■ TASK TO CARRY OUT: Could you reproduce every one of the items below word for word, without changing anything?

■ SUPPLIED DATA:
▬▬▬

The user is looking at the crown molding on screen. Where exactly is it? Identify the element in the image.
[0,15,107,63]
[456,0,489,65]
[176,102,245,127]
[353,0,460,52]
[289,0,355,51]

▬▬▬

■ OUTPUT FOR THIS EXERCISE:
The user is looking at the crown molding on screen. Where exactly is it? Identify the element in the image.
[0,15,107,63]
[456,0,489,65]
[176,102,245,127]
[353,0,460,52]
[289,0,355,51]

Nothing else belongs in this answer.